GIVEN INSTRUCTION :: Quote every line as written. Omit pictures.

INFORMATION GIVEN ::
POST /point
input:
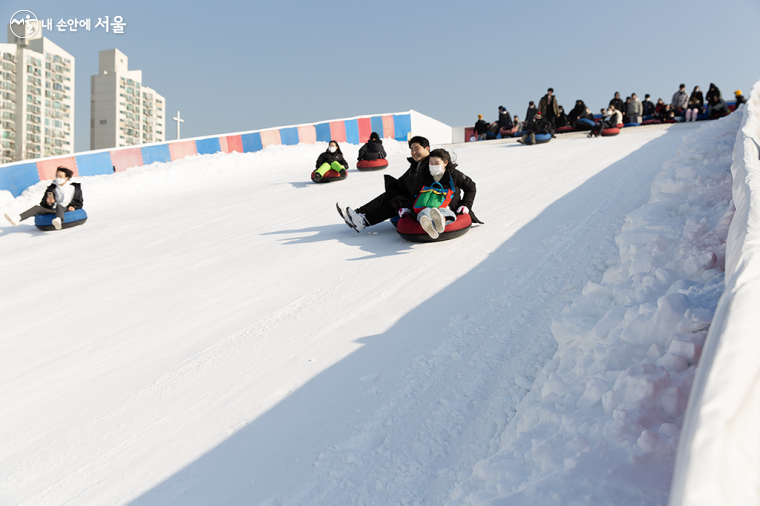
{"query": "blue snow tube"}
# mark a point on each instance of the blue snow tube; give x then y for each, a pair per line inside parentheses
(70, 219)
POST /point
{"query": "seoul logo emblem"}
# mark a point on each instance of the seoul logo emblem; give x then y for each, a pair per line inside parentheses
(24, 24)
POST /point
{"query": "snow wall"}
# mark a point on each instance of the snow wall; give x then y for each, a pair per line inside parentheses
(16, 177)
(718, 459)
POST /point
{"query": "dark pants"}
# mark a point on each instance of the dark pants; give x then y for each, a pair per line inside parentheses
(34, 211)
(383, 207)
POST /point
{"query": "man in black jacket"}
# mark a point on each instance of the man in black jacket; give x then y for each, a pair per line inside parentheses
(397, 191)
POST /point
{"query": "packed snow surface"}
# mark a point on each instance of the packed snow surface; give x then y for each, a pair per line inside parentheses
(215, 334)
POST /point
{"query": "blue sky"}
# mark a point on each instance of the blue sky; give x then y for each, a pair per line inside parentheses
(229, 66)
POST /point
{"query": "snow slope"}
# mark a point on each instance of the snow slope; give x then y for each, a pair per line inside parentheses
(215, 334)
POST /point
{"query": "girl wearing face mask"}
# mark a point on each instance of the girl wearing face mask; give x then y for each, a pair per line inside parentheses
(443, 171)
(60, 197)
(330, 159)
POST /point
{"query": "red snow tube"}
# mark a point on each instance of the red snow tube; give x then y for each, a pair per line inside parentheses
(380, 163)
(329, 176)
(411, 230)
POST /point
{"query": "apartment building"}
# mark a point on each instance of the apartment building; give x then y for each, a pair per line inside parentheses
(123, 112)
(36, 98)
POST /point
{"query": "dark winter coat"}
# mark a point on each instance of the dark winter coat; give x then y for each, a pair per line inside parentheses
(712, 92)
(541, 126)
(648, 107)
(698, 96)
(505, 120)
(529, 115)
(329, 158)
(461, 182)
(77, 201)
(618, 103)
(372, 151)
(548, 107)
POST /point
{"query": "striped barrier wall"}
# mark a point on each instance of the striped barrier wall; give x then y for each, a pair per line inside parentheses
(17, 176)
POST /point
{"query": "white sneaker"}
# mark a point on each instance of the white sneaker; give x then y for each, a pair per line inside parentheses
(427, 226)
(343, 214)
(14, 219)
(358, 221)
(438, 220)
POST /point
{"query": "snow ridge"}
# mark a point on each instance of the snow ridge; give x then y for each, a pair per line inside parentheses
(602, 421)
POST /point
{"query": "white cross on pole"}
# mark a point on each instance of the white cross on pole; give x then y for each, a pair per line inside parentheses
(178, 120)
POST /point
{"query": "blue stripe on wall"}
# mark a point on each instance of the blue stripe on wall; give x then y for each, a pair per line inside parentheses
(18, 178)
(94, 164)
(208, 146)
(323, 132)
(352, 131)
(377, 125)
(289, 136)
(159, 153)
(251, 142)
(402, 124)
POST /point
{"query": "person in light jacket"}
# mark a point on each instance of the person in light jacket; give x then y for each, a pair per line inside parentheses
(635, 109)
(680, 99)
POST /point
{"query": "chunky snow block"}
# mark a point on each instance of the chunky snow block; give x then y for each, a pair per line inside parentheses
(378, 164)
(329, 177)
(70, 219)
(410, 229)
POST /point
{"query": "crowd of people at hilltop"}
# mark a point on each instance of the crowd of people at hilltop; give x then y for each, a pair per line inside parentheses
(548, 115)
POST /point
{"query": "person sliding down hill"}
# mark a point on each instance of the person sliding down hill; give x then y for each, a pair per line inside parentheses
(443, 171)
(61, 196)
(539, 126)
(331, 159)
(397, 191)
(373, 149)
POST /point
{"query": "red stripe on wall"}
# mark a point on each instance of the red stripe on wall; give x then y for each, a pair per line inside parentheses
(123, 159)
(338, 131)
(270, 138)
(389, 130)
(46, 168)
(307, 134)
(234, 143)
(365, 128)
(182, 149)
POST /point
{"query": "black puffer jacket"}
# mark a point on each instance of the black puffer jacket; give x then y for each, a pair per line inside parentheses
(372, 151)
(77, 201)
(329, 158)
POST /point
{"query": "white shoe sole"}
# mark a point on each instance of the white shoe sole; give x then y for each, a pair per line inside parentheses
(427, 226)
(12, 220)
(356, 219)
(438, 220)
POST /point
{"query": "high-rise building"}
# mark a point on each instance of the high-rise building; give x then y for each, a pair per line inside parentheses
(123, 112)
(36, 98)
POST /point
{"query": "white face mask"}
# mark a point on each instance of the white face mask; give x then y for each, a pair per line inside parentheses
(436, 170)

COMPLETED EXERCISE ::
POST /point
input:
{"query": "blue snow tube"}
# mark a point on each instance of the blue snow tube; give x then y for each, a pair per line inside parentheses
(70, 219)
POST /point
{"query": "seoul logo emblem"}
# mark a point on each instance of the seoul logo emblem; give x then y for each, a pair per line inside parentheses
(24, 24)
POST /point
{"query": "snow wall"}
# mark a point on each instance of the snow wall; give x then y for each, a pair per line inside parentheses
(16, 177)
(718, 459)
POST /point
{"query": "dark pants"}
# mark a point on each instance of the dark pants; give x then y for each, a pair per line inside parentheses
(34, 211)
(383, 207)
POST /point
{"query": "man in black jacket"}
# mark a point on each instance of the man in black jacket; give x then y for each, a pair per line inside parentheses
(397, 191)
POST /point
{"query": "packed snow surface"}
# mark a point on each instance of the packed snow surface; give x then y for each, a pair per line inside parentheses
(215, 334)
POST /point
{"query": "blue sky"}
# mark a point on each instance of the blue sky; give x then y for each, a pair per line inside parentheses
(229, 66)
POST /point
{"query": "snow slope"}
# mark a point on each instance of the snow slope; give x then y for each, a pair per line inside parentheses
(215, 334)
POST /point
{"query": "girl wearing face mask"}
# mark a point on each instance of the girl wearing face mask; give x then y for each, a pair per line inside parentheses
(443, 171)
(60, 197)
(330, 159)
POST /point
{"query": "red snow tube"}
# mark a point on each instance of the red snow tube; give x then y for each, a pair per line inside parentheses
(380, 163)
(329, 176)
(411, 230)
POST /point
{"query": "apartment building"}
# mark a point on each instance of the apartment building; give x then y for each, a pair per line inside parentheses
(123, 112)
(36, 98)
POST /point
{"query": "dark winter coat"}
# mark a point on each instance of the dark winter coat; give x then y for each, a pair per line inside parentheses
(712, 92)
(541, 126)
(648, 107)
(698, 96)
(505, 120)
(529, 115)
(329, 158)
(461, 182)
(77, 201)
(618, 103)
(372, 151)
(548, 107)
POST /point
{"query": "striped barrier wall"}
# mark a point on each instance of the striped barrier wall; give x then y for each, a pair per line inside parentheses
(17, 176)
POST /point
{"query": "white sneaker"}
# mark a point on each instance of the white sneaker; give x then y for each, a pair per line inside parentheses
(427, 226)
(343, 214)
(14, 219)
(358, 221)
(438, 220)
POST /point
{"query": "snow ridge"}
# mark a point on each instance of the snow ridge; give x then y for each, a pair per line inside parentheses
(602, 421)
POST /point
{"query": "white cross on pole"}
# mark a point on each instance of the white cross on pole; give x then y for each, a pair per line inside parentheses
(178, 120)
POST /point
{"query": "blue stripe on wall"}
# mark a point on each instance of the blue stripe on wall; give x then y for each, a pair per line inside parentheses
(18, 178)
(94, 164)
(208, 146)
(323, 132)
(352, 131)
(377, 125)
(289, 136)
(159, 153)
(251, 142)
(402, 124)
POST /point
{"query": "person in light jacket"}
# mark a point on each instance of the person in light jacket; give x then y for each, a pair per line inside parentheses
(635, 109)
(680, 99)
POST /point
{"query": "chunky snow block"}
# mark a point on each instance of the chunky snow block; give x then y for each, a pair per line inside parentheses
(378, 164)
(329, 177)
(70, 219)
(410, 229)
POST /point
{"query": "crowd of people at hilltop"}
# mark a point on each instance of the crowd of people at hilltop; give x then y for each, a pair per line inside parentheses
(548, 115)
POST /point
{"query": "person sliding down hill"}
# mark a point on each instance of the person sliding down hill; give x then y for each, a pair per line inside parentheses
(443, 171)
(61, 196)
(539, 126)
(331, 159)
(397, 191)
(373, 149)
POST /point
{"query": "red stripe on wall"}
# mark a point on each instance of the red stripe on wall; give x then y for each, a pair per line inside parentheses
(123, 159)
(338, 131)
(270, 138)
(389, 130)
(46, 168)
(307, 134)
(234, 143)
(365, 128)
(182, 149)
POST /point
{"query": "black puffer jacket"}
# mark a point on each instance of the black puffer jacket; give x then y for each, a pair per line inside parentheses
(372, 151)
(77, 201)
(329, 158)
POST /point
{"query": "white shoe sole"}
# mark a point on each instance of the white shoe sole; give x then y for each, a pair per line inside parentheses
(427, 226)
(12, 220)
(356, 219)
(438, 220)
POST /point
{"query": "high-rise building"}
# mark a point on each instance of the high-rise building; give x then y for each, a pair per line inside parentheses
(123, 112)
(36, 98)
POST /point
{"query": "white face mask"}
# mark a point on each instance of the white face mask; give x then y for each, a pair per line inside parentheses
(436, 170)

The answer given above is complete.